Start of Reading passage

Last spring the tech blogosphere was buzzing about the impending release of a new Microsoft product code-named Origami. Like most products with code-names, details on the Origami were sketchy at first. Some speculated that it would be an iPod killer, while others thought it would be a more general purpose mobile entertainment device. The buzz was fueled by the appearance of mysterious video prior to the actual product announcement. The whole thing had a certain orchestrated quality about it.
Origami Day came and went and all we got out of it was a new acronym. Turns out the Origami is a UMPC (that’s short for Ultra Mobile PC). Essentially the Origami is a Microsoft reference specification that third party OEM’s can use to produce portable PC devices. UMPC’s are smaller than a notebook computer, but larger than a Pocket PC. And according to the Microsoft site, UMPC’s can do EVERYTHING.

End of Reading passage

Work instructions - Resume the piece about Microsoft's Origami UMPC, starting right after its final sentence.

Start of Recorded information

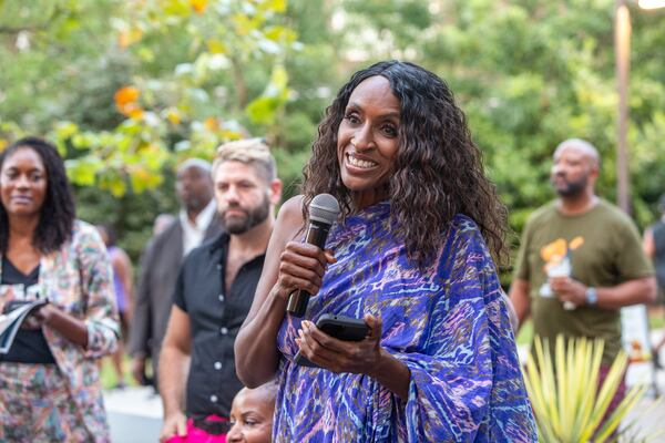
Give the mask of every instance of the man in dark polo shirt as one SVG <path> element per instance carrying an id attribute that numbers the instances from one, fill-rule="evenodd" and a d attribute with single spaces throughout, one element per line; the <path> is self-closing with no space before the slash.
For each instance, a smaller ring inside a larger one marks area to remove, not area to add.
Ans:
<path id="1" fill-rule="evenodd" d="M 531 316 L 535 336 L 553 350 L 556 336 L 603 339 L 600 379 L 621 350 L 620 309 L 652 302 L 656 293 L 633 222 L 595 194 L 596 148 L 579 138 L 554 152 L 557 198 L 526 222 L 510 298 L 522 324 Z M 622 381 L 608 410 L 623 399 Z"/>
<path id="2" fill-rule="evenodd" d="M 180 270 L 160 360 L 161 441 L 187 442 L 195 433 L 225 441 L 231 403 L 243 388 L 233 346 L 252 306 L 282 195 L 275 159 L 259 140 L 222 145 L 212 174 L 225 233 L 194 249 Z"/>

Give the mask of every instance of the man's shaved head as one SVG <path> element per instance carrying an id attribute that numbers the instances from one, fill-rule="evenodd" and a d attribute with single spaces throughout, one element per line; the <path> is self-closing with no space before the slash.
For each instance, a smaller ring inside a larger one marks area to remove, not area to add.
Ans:
<path id="1" fill-rule="evenodd" d="M 601 155 L 598 154 L 598 150 L 596 150 L 594 145 L 582 138 L 569 138 L 561 142 L 554 151 L 554 158 L 556 158 L 557 154 L 560 154 L 563 150 L 569 148 L 575 150 L 579 153 L 583 154 L 589 159 L 590 164 L 596 169 L 601 167 Z"/>

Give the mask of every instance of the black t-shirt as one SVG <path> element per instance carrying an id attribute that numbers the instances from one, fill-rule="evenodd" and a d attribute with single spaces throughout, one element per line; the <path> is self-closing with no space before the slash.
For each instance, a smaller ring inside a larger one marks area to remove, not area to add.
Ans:
<path id="1" fill-rule="evenodd" d="M 233 398 L 243 388 L 235 372 L 233 344 L 252 307 L 265 255 L 243 265 L 226 293 L 228 240 L 222 234 L 190 253 L 175 286 L 174 303 L 190 316 L 192 336 L 188 416 L 229 416 Z"/>
<path id="2" fill-rule="evenodd" d="M 39 266 L 29 275 L 24 275 L 7 257 L 2 257 L 2 285 L 23 285 L 23 288 L 28 289 L 38 281 Z M 9 352 L 0 356 L 0 360 L 32 364 L 55 363 L 41 329 L 19 329 Z"/>

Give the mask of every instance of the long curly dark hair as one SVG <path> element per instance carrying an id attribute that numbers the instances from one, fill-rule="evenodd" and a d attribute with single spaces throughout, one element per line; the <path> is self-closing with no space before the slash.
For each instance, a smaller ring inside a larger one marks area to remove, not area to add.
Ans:
<path id="1" fill-rule="evenodd" d="M 472 218 L 493 258 L 505 264 L 508 210 L 484 175 L 482 155 L 471 140 L 467 117 L 446 82 L 412 63 L 383 61 L 356 72 L 341 86 L 318 128 L 304 168 L 305 208 L 320 194 L 340 203 L 341 217 L 352 209 L 337 158 L 337 131 L 354 90 L 368 78 L 386 78 L 400 102 L 399 148 L 388 183 L 390 216 L 400 227 L 410 259 L 423 265 L 456 214 Z"/>
<path id="2" fill-rule="evenodd" d="M 71 186 L 66 178 L 64 162 L 55 146 L 39 137 L 25 137 L 12 143 L 0 154 L 0 171 L 14 152 L 30 148 L 40 156 L 47 169 L 47 196 L 40 210 L 39 224 L 32 245 L 42 254 L 49 254 L 71 238 L 76 212 Z M 9 246 L 9 219 L 0 204 L 0 251 Z"/>

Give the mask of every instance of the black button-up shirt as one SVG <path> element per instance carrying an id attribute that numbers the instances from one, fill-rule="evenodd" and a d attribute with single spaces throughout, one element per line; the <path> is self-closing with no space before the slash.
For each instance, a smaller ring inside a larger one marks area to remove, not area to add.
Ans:
<path id="1" fill-rule="evenodd" d="M 225 292 L 228 234 L 194 249 L 181 267 L 174 303 L 190 316 L 192 363 L 187 378 L 188 416 L 229 416 L 243 388 L 235 372 L 233 343 L 249 312 L 265 255 L 243 265 Z"/>

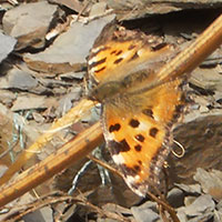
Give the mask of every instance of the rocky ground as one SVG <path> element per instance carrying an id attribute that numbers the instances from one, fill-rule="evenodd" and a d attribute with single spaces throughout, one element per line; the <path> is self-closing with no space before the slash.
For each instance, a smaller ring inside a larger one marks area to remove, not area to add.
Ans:
<path id="1" fill-rule="evenodd" d="M 0 1 L 0 175 L 84 95 L 85 58 L 105 24 L 117 20 L 127 29 L 161 33 L 182 50 L 221 9 L 220 0 Z M 169 157 L 168 201 L 181 222 L 222 221 L 221 63 L 219 48 L 194 70 L 186 89 L 192 102 L 174 130 L 185 154 Z M 65 137 L 97 121 L 98 110 Z M 23 169 L 54 152 L 61 140 L 51 141 Z M 110 162 L 103 145 L 93 154 Z M 0 220 L 154 222 L 160 212 L 155 202 L 141 202 L 120 178 L 85 158 L 8 204 Z"/>

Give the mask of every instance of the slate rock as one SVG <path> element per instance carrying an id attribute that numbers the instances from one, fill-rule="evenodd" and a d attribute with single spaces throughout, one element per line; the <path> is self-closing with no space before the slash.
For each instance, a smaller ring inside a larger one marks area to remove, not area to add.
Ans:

End of Recorded information

Response to this task -
Some people mistakenly assume that the Origami disappeared into oblivion shortly after it was announced. If you’re one of those people I have a surprise for you. The Origami actually exists, and you buy one now – provided you can find a retailer who actually carries them. Of course these devices aren’t called Origamis, because that was just the code-name. Instead, each manufacture has a different name for their unique implementation of the Origami. The Samsung Q1 seems to be one of the more readily available models.
While the Origami may still live on, it hasn’t been anything that anyone would consider a success. Reviews of UMPC devices have focused on the product’s extremely short battery life, mediocre performance, and expensive price. Apparently consumers aren’t willing to shell out between $1,000 and $1,700 for a device that’s too big for your pocket and not as full featured as a notebook PC.
Meanwhile, the Origami team continues to work on improving the device and building a community around the small user base. Last October the team sponsored a Where In The World Is Your UMPC? contest. Entrants were encouraged to send postcards from their home town in order to demonstrate just how far and wide the UMPC concept is spreading. The contest was announced on October 20th and by November 15th the team still hadn’t received a single entry. In a followup comment one of the team leaders seems to be blaming Microsoft’s internal mail handling system. Maybe they should have asked entrants to send an email message instead.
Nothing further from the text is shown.